> **EXTRACT**:
——————————
The Place of Place in Our Writings

By Porter Anderson (@Porter_Anderson)  |  May 17, 2019  | 

Joyce Carol Oates gives an acceptance speech at the opening of the Jerusalem International Book Forum on receiving the Jerusalem Prize on May 12. Image: Porter Anderson

To Start in a ‘Nowhere Place’

Overnight, we’ve had news from Wales of the win by Guy Gunaratne of the 2019 Dylan Thomas Prize for writers 39 or younger. Gunaratne’s debut novel, which also was longlisted for the Booker, is In Our Mad and Furious City. In the States, it’s published by Macmillan/FSG.

And in his comments on winning the award, which carries a purse of US$38,347, Gunaratne made an intersting point about place–his own place, in a sense, and where it lies in his work. His reference to Neasden is about the northwest London suburb in which he grew up. He said:

“After winning this prize, my mind really just goes to all the other writers, or aspiring writers, who are writing from a place similar to where I began. A place like Neasden, somewhere I always thought was a nowhere place. But to make art out of the world, the language, the voices I grew up around I always felt was important. That’s all I tried to do with this book.”

The book’s politically charged story is set in northwest London and has to do with young members of minorities in London’s vast, swirling mix of so much glorious diversity–a reality sorely strained by the Brexitian bigotry that grips the UK–and the European Union with it–with unresolved hostility.

And I was struck in Gunaratne’s remarks with his concept of his home turf, his calling it “a nowhere place.” That’s familiar to many of us. My own childhood haunts in the Methodist backwaters of my father’s ministerial career seemed (and still do) like very nowhere places.
——————————
> **Raw records**:
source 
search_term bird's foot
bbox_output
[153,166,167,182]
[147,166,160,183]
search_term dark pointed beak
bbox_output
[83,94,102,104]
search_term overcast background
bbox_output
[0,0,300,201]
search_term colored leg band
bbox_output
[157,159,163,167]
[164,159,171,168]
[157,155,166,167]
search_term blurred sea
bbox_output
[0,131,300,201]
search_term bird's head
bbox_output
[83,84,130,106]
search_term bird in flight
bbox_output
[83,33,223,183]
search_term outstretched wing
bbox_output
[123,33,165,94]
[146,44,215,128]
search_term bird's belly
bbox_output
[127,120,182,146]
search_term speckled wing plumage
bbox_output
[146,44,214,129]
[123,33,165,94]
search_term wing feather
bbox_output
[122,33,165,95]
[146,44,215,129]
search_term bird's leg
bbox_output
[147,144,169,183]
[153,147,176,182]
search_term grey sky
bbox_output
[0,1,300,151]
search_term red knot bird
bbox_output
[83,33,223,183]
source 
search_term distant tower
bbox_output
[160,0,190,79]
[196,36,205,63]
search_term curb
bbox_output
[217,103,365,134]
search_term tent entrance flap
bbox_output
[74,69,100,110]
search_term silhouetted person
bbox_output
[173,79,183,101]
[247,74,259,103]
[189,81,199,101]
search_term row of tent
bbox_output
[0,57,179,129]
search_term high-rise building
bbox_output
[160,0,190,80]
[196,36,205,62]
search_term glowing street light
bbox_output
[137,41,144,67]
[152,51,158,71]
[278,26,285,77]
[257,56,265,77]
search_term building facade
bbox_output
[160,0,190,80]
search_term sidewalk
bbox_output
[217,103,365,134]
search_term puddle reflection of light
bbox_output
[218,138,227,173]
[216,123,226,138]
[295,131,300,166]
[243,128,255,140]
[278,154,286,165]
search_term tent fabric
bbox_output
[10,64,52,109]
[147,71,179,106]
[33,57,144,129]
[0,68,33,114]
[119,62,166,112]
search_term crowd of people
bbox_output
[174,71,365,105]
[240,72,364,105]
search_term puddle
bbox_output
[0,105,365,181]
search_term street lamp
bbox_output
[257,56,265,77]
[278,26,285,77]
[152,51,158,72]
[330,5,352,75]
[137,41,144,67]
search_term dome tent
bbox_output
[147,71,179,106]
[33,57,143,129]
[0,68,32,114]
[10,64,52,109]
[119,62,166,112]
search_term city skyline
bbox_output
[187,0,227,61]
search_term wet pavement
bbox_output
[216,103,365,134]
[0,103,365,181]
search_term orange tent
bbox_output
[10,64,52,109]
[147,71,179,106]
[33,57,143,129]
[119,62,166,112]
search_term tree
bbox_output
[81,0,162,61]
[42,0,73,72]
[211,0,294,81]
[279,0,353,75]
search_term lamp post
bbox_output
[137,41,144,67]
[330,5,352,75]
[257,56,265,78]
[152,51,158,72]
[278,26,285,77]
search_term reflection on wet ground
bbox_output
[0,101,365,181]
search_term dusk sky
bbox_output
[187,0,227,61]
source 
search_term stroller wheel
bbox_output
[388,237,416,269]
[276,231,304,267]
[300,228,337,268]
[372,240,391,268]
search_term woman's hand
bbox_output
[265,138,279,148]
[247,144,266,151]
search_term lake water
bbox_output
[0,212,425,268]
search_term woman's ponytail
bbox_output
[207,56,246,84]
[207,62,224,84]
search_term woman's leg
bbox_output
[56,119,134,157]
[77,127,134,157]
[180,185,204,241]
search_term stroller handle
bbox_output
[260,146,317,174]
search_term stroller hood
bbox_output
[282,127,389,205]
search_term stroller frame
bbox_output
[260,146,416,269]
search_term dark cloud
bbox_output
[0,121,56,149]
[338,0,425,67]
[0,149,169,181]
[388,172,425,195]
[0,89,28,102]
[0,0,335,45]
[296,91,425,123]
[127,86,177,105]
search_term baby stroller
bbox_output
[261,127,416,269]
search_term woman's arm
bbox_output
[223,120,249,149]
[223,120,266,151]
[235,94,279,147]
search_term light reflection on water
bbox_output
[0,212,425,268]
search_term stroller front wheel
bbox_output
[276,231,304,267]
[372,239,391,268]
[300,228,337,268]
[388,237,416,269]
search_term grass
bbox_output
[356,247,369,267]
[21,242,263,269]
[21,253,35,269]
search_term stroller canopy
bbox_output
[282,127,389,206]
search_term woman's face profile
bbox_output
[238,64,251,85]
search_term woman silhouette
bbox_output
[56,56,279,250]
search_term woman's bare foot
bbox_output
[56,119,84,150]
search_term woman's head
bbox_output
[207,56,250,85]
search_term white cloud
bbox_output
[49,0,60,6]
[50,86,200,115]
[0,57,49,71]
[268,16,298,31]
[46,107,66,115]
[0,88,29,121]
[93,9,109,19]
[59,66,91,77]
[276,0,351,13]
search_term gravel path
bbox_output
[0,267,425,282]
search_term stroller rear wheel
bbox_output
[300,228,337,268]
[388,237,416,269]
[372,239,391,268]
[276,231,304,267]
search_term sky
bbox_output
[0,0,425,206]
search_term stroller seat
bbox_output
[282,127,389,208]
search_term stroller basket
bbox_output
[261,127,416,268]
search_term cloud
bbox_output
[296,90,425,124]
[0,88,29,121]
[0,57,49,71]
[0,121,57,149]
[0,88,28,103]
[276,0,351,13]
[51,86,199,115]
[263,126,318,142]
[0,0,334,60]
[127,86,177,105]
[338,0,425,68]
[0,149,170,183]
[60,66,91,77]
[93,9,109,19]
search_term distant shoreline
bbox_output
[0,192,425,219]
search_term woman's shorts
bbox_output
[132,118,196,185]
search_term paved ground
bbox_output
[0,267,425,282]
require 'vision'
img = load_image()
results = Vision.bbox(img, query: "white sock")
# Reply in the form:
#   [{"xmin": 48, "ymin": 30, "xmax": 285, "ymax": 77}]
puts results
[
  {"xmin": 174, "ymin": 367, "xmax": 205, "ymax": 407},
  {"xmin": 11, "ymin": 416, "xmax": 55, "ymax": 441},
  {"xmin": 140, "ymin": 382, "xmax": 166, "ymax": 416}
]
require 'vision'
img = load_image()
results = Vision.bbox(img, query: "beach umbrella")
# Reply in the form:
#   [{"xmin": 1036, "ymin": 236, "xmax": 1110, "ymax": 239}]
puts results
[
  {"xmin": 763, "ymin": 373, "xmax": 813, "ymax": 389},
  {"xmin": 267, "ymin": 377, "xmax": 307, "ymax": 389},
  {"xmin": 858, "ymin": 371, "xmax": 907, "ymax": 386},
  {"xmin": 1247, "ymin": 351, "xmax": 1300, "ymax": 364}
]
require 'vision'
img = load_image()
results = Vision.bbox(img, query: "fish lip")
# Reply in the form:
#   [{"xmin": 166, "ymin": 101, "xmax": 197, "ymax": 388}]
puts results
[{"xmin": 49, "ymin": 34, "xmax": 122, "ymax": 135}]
——————————
> **WRITTEN REQUEST**: Using the article about place in writing, explain why its writer found Gunaratne's phrase "a nowhere place" familiar.

> **OUTPUT FOR THIS EXERCISE**: The phrase felt familiar because the writer's own childhood haunts, in the Methodist backwaters of a father's ministerial career, seemed like very nowhere places. They still seem that way to the writer today.